_AIM OF THE EXERCISE_.
Extract every line of the listing below, word for word, from its first line up to and including the line containing "positive clicks: (409, 588)".

---------- EXERCISE INPUT ----------

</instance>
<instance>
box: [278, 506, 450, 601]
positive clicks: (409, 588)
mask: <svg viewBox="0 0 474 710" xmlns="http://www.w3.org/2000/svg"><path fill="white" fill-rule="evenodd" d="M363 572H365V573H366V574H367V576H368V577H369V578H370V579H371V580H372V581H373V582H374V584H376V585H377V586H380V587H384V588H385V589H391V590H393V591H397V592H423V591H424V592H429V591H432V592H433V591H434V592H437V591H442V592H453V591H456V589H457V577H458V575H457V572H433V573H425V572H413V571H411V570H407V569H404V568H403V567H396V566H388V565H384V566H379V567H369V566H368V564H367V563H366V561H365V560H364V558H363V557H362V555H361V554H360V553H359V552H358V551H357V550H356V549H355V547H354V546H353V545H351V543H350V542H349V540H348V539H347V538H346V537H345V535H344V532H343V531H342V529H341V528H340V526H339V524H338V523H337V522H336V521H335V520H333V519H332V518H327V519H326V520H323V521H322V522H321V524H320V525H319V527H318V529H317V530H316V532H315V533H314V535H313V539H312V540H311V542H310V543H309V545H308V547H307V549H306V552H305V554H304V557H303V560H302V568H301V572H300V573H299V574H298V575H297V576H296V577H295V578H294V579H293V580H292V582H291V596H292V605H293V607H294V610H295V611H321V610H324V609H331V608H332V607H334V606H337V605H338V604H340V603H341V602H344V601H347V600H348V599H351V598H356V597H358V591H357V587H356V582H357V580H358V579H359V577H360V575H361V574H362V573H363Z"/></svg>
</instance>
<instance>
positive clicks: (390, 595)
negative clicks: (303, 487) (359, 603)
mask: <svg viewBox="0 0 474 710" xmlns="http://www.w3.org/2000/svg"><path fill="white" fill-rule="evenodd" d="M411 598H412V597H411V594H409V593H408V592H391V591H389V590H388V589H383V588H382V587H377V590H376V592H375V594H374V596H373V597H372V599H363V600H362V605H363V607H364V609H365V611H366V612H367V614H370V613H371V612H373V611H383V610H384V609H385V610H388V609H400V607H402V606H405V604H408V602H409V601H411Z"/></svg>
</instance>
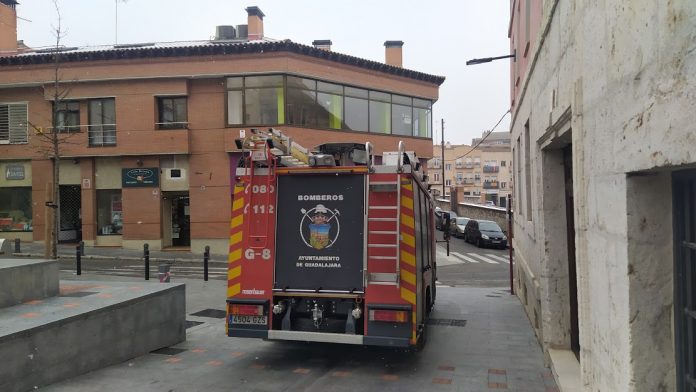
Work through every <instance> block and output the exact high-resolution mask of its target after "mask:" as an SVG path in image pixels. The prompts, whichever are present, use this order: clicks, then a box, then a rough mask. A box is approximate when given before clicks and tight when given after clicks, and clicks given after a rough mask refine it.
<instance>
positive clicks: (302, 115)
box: [287, 76, 317, 127]
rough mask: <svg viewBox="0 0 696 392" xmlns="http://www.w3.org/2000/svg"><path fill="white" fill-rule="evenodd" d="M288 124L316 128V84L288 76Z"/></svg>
mask: <svg viewBox="0 0 696 392" xmlns="http://www.w3.org/2000/svg"><path fill="white" fill-rule="evenodd" d="M287 85H288V104H287V113H288V124H292V125H302V126H306V127H316V126H317V108H316V102H317V92H316V89H317V82H316V81H314V80H311V79H305V78H298V77H294V76H288V82H287Z"/></svg>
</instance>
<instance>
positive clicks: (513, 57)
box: [466, 50, 517, 65]
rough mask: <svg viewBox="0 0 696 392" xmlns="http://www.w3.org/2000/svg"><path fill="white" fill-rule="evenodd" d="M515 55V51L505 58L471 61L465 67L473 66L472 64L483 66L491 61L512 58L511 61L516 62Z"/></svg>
mask: <svg viewBox="0 0 696 392" xmlns="http://www.w3.org/2000/svg"><path fill="white" fill-rule="evenodd" d="M516 54H517V51H516V50H515V51H513V52H512V54H508V55H506V56H498V57H484V58H482V59H471V60H469V61H467V62H466V65H474V64H483V63H490V62H491V61H493V60H500V59H509V58H512V61H516V59H515V55H516Z"/></svg>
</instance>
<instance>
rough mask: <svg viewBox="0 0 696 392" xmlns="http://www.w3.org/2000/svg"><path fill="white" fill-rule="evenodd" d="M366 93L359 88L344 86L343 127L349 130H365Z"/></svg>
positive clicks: (366, 114)
mask: <svg viewBox="0 0 696 392" xmlns="http://www.w3.org/2000/svg"><path fill="white" fill-rule="evenodd" d="M367 98H368V94H367V90H363V89H361V88H353V87H346V88H345V105H346V106H345V107H346V110H345V124H344V125H345V128H344V129H349V130H351V131H364V132H367V130H368V128H369V123H368V102H369V101H368V99H367Z"/></svg>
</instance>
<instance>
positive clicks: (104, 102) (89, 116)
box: [88, 98, 116, 146]
mask: <svg viewBox="0 0 696 392" xmlns="http://www.w3.org/2000/svg"><path fill="white" fill-rule="evenodd" d="M88 138H89V145H90V146H115V145H116V103H115V100H114V99H113V98H106V99H92V100H90V101H89V134H88Z"/></svg>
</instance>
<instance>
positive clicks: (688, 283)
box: [672, 170, 696, 392]
mask: <svg viewBox="0 0 696 392" xmlns="http://www.w3.org/2000/svg"><path fill="white" fill-rule="evenodd" d="M672 180H673V185H672V198H673V203H672V209H673V212H672V217H673V225H674V326H675V340H674V347H675V349H676V357H677V358H676V362H677V391H679V392H682V391H683V392H687V391H693V390H695V389H696V381H694V378H695V377H696V170H685V171H680V172H676V173H674V175H673V179H672Z"/></svg>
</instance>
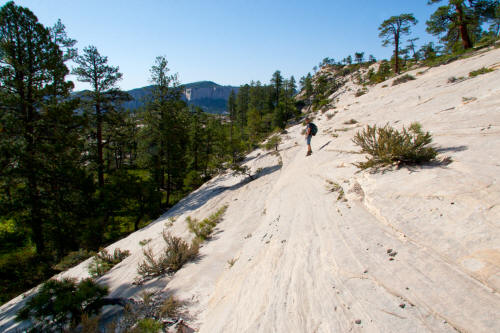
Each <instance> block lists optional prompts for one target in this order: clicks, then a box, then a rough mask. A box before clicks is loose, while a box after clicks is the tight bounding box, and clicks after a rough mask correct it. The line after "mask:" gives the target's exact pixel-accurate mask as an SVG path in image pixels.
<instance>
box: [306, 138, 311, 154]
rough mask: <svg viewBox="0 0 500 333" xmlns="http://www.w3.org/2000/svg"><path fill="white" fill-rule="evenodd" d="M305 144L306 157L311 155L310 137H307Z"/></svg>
mask: <svg viewBox="0 0 500 333" xmlns="http://www.w3.org/2000/svg"><path fill="white" fill-rule="evenodd" d="M306 142H307V155H311V153H312V149H311V135H308V136H307V139H306Z"/></svg>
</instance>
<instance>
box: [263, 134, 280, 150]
mask: <svg viewBox="0 0 500 333" xmlns="http://www.w3.org/2000/svg"><path fill="white" fill-rule="evenodd" d="M280 143H281V137H280V136H279V135H273V136H272V137H270V138H269V140H267V142H266V143H265V144H264V149H265V150H272V149H275V150H276V151H278V146H279V144H280Z"/></svg>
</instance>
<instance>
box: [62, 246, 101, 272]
mask: <svg viewBox="0 0 500 333" xmlns="http://www.w3.org/2000/svg"><path fill="white" fill-rule="evenodd" d="M93 255H95V253H94V252H92V251H88V250H85V249H80V250H78V251H73V252H70V253H68V254H67V255H66V256H65V257H64V258H62V259H61V261H60V262H59V263H58V264H57V265H54V269H56V270H58V271H65V270H67V269H69V268H71V267H74V266H76V265H78V264H79V263H81V262H82V261H84V260H86V259H88V258H90V257H92V256H93Z"/></svg>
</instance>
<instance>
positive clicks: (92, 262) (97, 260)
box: [89, 249, 130, 278]
mask: <svg viewBox="0 0 500 333" xmlns="http://www.w3.org/2000/svg"><path fill="white" fill-rule="evenodd" d="M129 255H130V252H129V251H127V250H125V251H122V250H120V249H115V251H114V252H113V255H110V254H109V253H108V251H107V250H102V251H101V252H99V253H98V254H96V256H95V257H94V260H93V261H92V262H91V263H90V264H89V273H90V275H91V276H92V277H94V278H96V277H100V276H103V275H104V274H106V272H107V271H109V270H110V269H111V268H113V266H115V265H116V264H118V263H120V262H121V261H122V260H123V259H125V258H126V257H128V256H129Z"/></svg>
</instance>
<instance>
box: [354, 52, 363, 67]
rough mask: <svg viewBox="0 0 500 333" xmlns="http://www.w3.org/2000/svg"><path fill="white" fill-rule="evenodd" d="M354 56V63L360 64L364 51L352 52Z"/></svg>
mask: <svg viewBox="0 0 500 333" xmlns="http://www.w3.org/2000/svg"><path fill="white" fill-rule="evenodd" d="M354 58H355V60H356V63H358V64H361V63H362V62H363V61H365V60H364V58H365V53H364V52H356V53H354Z"/></svg>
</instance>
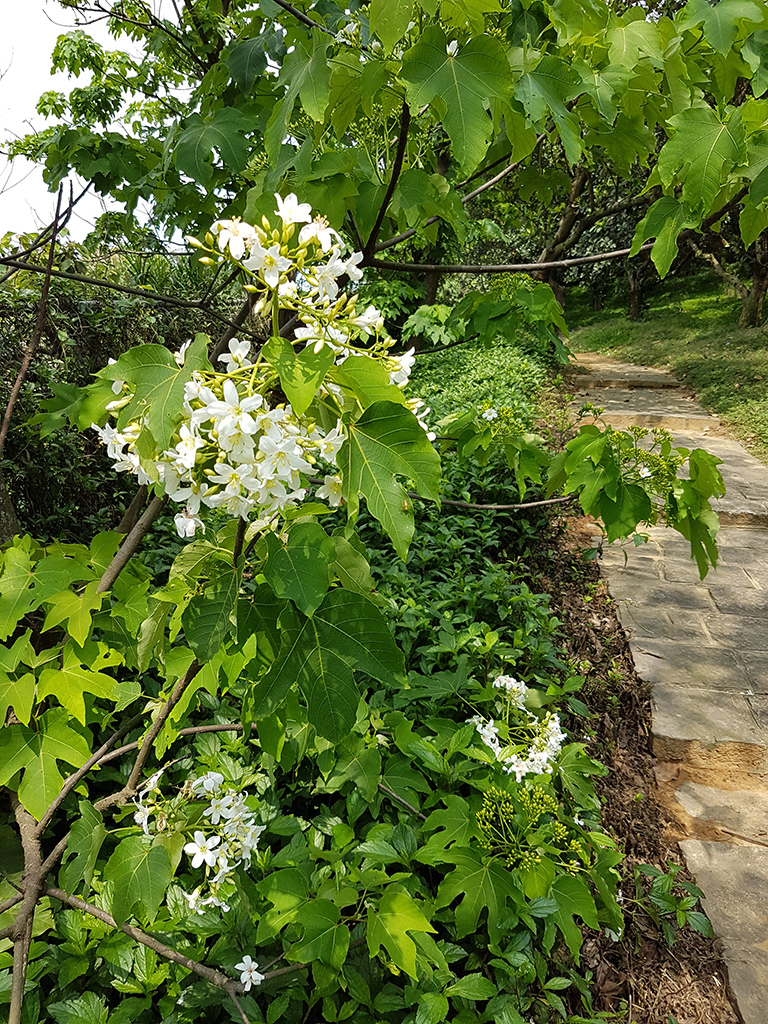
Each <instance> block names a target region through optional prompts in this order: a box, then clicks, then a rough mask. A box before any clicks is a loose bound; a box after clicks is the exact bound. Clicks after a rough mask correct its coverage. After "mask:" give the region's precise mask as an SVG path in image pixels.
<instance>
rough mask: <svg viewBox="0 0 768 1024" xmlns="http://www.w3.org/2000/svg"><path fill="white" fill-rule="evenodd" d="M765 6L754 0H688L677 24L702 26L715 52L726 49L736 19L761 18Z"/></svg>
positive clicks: (678, 26) (727, 48)
mask: <svg viewBox="0 0 768 1024" xmlns="http://www.w3.org/2000/svg"><path fill="white" fill-rule="evenodd" d="M764 14H765V8H764V6H763V5H762V4H759V3H756V2H755V0H720V2H719V3H717V4H715V5H713V4H710V3H708V2H707V0H688V3H687V4H686V5H685V7H684V9H683V14H682V17H681V19H680V22H679V23H678V28H679V29H680V30H681V31H682V30H684V29H695V28H696V27H697V26H699V25H700V26H702V28H703V34H705V38H706V39H707V42H708V43H710V44H711V45H712V46H714V47H715V49H716V50H717V51H718V52H719V53H723V54H725V53H727V52H728V51H729V50H730V48H731V46H732V45H733V42H734V40H735V39H736V36H737V35H738V31H739V26H738V22H739V20H742V22H753V23H754V22H762V20H763V16H764Z"/></svg>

----------

_ANSWER FOR THIS EXERCISE_.
</instance>
<instance>
box: [278, 506, 450, 601]
positive clicks: (409, 588)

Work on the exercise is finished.